* **页面**:
下载cifar-10数据集,该数据集具有较高的维度（每个样本具有784个特征）

In [13]:
!wget https://www.cs.toronto.edu/~kriz/cifar-10-python.tar.gz
!tar -xzvf cifar-10-python.tar.gz

--2023-04-10 13:24:05--  https://www.cs.toronto.edu/~kriz/cifar-10-python.tar.gz
Resolving www.cs.toronto.edu (www.cs.toronto.edu)... 128.100.3.30
Connecting to www.cs.toronto.edu (www.cs.toronto.edu)|128.100.3.30|:443... connected.
HTTP request sent, awaiting response... 200 OK
Length: 170498071 (163M) [application/x-gzip]
Saving to: ‘cifar-10-python.tar.gz’


2023-04-10 13:24:07 (75.0 MB/s) - ‘cifar-10-python.tar.gz’ saved [170498071/170498071]

cifar-10-batches-py/
cifar-10-batches-py/data_batch_4
cifar-10-batches-py/readme.html
cifar-10-batches-py/test_batch
cifar-10-batches-py/data_batch_3
cifar-10-batches-py/batches.meta
cifar-10-batches-py/data_batch_2
cifar-10-batches-py/data_batch_5
cifar-10-batches-py/data_batch_1


解压数据集

导入相关包

In [14]:
import numpy as np
import os
from sklearn.decomposition import PCA
from sklearn.discriminant_analysis import LinearDiscriminantAnalysis as LDA
from sklearn.model_selection import train_test_split
from sklearn.metrics import accuracy_score, confusion_matrix


加载数据集

In [15]:
import pickle
import numpy as np
import os

def load_cifar10(data_folder):
    # 训练数据
    with open(os.path.join(data_folder, 'data_batch_1'), 'rb') as f:
        train_dict = pickle.load(f, encoding='bytes')

* **数据条目**:
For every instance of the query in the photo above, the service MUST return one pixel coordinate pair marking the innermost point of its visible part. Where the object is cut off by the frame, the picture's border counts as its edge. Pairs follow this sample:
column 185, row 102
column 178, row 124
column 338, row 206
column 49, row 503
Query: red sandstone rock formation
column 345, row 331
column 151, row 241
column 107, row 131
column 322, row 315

* **任务说明**:
续写上文中那篇用PCA和LDA处理CIFAR-10数据集的页面，从它最后一行之后接着写下去。

* **任务结果**:
        X_train = train_dict[b'data']
        y_train = np.array(train_dict[b'labels'])
        
    # 测试数据
    with open(os.path.join(data_folder, 'test_batch'), 'rb') as f:
        test_dict = pickle.load(f, encoding='bytes')
        X_test = test_dict[b'data']
        y_test = np.array(test_dict[b'labels'])
    
    # 将像素值缩放到[0, 1]之间
    X_train = X_train / 255.0
    X_test = X_test / 255.0
    
    return X_train, y_train, X_test, y_test

最小马氏距离分类器实现

In [16]:
def mahalanobis_distance(x, mean, inv_cov):
    diff = x - mean
    return np.sqrt(np.dot(np.dot(diff, inv_cov), diff.T))

def min_mahalanobis_classifier(x, class_means, inv_cov_matrices):
    distances = [mahalanobis_distance(x, mean, inv_cov) for mean, inv_cov in zip(class_means, inv_cov_matrices)]
    return np.argmin(distances)
    

读取数据集

In [18]:
data_folder = '/content/cifar-10-batches-py'
X_train, y_train, X_test, y_test = load_cifar10(data_folder)


先使用PCA将784维降至50维，然后用LDA将50维降至9维

In [23]:
# PCA
pca = PCA(n_components=10)
X_train_pca = pca.fit_transform(X_train)
X_test_pca = pca.transform(X_test)

# LDA
lda = LDA(n_components=9)
X_train_lda = lda.fit_transform(X_train, y_train)
X_test_lda = lda.transform(X_test)


计算每个类别的均值和协方差矩阵的逆，供计算马氏距离

In [24]:
class_means_pca = []
class_means_lda = []
inv_cov_matrices_pca = []
inv_cov_matrices_lda = []

for i in range(10):
    class_data_pca = X_train_pca[y_train == i]
    class_mean_pca = np.mean(class_data_pca, axis=0)
    class_means_pca.append(class_mean_pca)

    cov_matrix_pca = np.cov(class_data_pca.T)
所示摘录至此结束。